◆ INSTRUCTIONS FOR THE TASK: Among the records below, find the lines that contain "identify" and copy each of them.

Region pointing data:
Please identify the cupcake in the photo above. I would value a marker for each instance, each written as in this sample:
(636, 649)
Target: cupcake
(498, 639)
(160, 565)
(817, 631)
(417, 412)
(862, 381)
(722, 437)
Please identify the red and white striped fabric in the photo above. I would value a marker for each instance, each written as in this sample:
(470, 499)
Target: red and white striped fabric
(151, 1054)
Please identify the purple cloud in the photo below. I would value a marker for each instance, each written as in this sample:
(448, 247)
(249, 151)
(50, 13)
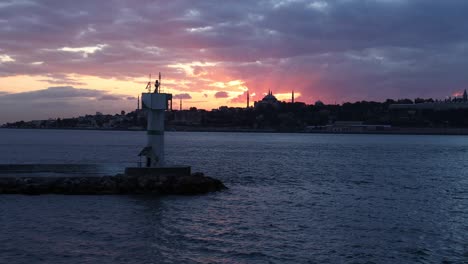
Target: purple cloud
(221, 94)
(324, 49)
(182, 96)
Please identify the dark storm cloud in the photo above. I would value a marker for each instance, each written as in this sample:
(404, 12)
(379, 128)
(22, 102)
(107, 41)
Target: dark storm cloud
(58, 102)
(336, 49)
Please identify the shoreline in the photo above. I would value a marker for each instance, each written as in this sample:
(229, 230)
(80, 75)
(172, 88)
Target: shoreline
(393, 131)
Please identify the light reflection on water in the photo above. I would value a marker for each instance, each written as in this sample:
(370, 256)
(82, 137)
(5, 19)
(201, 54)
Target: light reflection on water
(293, 198)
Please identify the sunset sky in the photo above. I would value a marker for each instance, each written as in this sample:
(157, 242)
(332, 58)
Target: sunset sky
(63, 58)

◆ SOLUTION FOR THIS TASK:
Please identify the cupcake in the photo above. I would value a marker for each instance, each written as in this sample:
Please identify the red and white striped fabric in the photo above. I would value a marker for each instance, each written as in this sample:
Please identify the purple cloud in the photo below. I would value a marker for each instance, each written as in this sample:
Please identify the dark storm cloud in the photo above. I would value a marker for each instance, each written as in this sample:
Please identify the shoreline in the photo above. I would value a marker for each instance, each written as in this sample:
Please identify the light reflection on water in the photo above. I would value a marker for each instance, each written as in this sample:
Please identify the sunset sky in the photo above. I would value a marker for each instance, each written as in this sample:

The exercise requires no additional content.